▶ What is required: The answer must be an exact copy of the entries below, with no images in it.

▶ Material provided:

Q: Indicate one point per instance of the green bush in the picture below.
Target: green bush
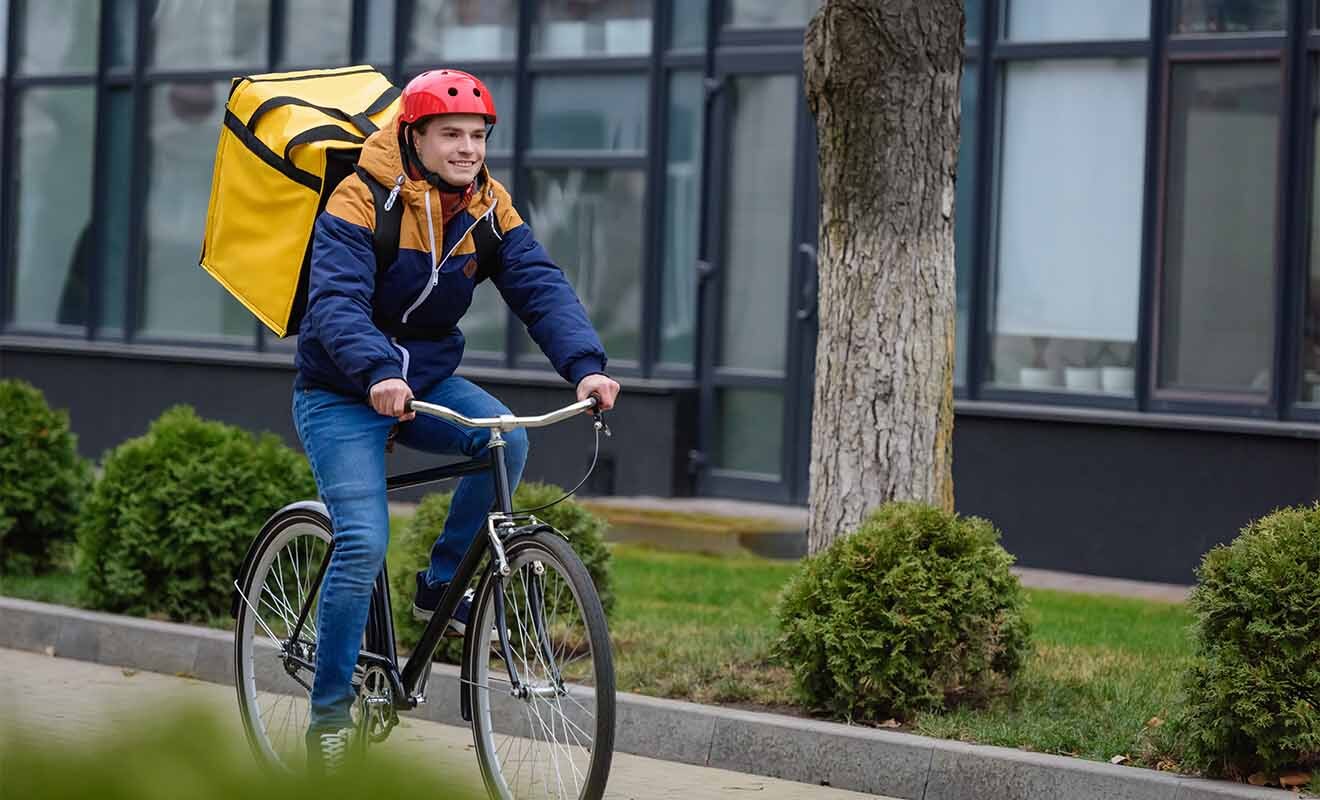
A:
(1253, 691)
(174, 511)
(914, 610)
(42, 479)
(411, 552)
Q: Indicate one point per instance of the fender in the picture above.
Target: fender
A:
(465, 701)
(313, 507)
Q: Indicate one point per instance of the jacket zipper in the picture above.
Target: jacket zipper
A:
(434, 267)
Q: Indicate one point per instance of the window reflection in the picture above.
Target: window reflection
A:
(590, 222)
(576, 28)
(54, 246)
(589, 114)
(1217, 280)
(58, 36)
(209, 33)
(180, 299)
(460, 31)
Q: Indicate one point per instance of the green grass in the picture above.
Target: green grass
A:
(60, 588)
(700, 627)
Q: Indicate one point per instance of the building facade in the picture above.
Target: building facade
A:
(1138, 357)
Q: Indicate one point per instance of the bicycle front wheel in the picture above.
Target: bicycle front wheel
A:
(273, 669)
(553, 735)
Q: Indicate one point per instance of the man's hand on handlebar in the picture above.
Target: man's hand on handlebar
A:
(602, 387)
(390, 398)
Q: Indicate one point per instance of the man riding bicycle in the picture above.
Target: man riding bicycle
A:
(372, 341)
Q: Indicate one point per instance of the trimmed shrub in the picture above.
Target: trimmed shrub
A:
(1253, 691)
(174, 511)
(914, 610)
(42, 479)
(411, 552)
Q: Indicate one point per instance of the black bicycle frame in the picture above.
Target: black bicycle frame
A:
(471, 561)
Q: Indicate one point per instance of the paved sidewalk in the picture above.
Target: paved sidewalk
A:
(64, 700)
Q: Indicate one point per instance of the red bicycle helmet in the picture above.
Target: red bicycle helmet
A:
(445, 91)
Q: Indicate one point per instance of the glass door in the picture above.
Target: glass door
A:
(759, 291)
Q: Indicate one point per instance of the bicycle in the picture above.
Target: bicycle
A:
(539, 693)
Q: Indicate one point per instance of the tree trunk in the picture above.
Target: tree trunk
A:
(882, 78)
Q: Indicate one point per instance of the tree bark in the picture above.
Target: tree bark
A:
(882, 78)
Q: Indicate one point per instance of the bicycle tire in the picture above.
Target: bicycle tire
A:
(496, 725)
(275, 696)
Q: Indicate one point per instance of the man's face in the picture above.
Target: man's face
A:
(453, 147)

▶ Reply to the task:
Q: Indicate one point per instance of the green bush in the picture below.
Target: green bush
A:
(1253, 691)
(174, 511)
(914, 610)
(42, 479)
(411, 552)
Q: Indicate one point per instance of the fender in the picture above.
Target: fender
A:
(465, 701)
(313, 507)
Q: Indicate one point per instance of the jacket zipper in the picture above.
Target: jacket zipper
A:
(434, 267)
Q: Indicate one point per instance of the window reflection in the picture above.
Target: window reflection
A:
(590, 222)
(576, 28)
(54, 246)
(589, 114)
(1217, 280)
(58, 36)
(209, 33)
(180, 299)
(460, 31)
Q: Indicate one point per instance of the green grass in the picture above.
Target: green grass
A:
(60, 588)
(700, 627)
Q: Indicate one point per instance of the building facade in the picture above.
Target: building facade
A:
(1138, 357)
Q: Indicate one point per instance of the bicycle front wheel in the picture above.
Target: bicycle front wheel
A:
(273, 669)
(553, 735)
Q: Indicate one point per instance of the man's hand on handlebar in the picture above.
Target: man's hand on handlebar
A:
(602, 387)
(390, 398)
Q: Indicate one point per instance of the man riding bicycle in the picture above.
Target: man riding bicycle
A:
(372, 341)
Q: Indicate one point per instance of the trimmed shrub in the picture above.
Target: trimmed shrub
A:
(1253, 691)
(174, 511)
(914, 610)
(42, 479)
(411, 552)
Q: Indicate one point per instance of the black bicycle frame in the picture above.
Target: black bicycle frame
A:
(471, 561)
Q: Indicate one point per instance of the paved sidewalk in the picture above.
Target: paved sidewalk
A:
(64, 700)
Q: Indicate one point per instance of the red bicycle helmet in the picture above.
Target: red bicycle helmet
A:
(445, 91)
Q: Indicate one point per instance of the glass door in the picture above.
Target: glass door
A:
(759, 291)
Q: Indicate one point per instance of the bicycle in the picture above.
Target: bicycle
A:
(539, 693)
Q: Indicate one point per instance of the tree trunk in the picture above.
Target: tree trunk
A:
(882, 78)
Q: Indicate one point per instance of the tree bark in the picture above.
Target: tree bark
A:
(882, 78)
Q: Indicate one point per instance of the bicycle tire in the picture above.
Target: bicycle tire
A:
(496, 725)
(275, 696)
Q: Indicate one point per instance of the man's face in the picture above.
Target: man's face
A:
(453, 147)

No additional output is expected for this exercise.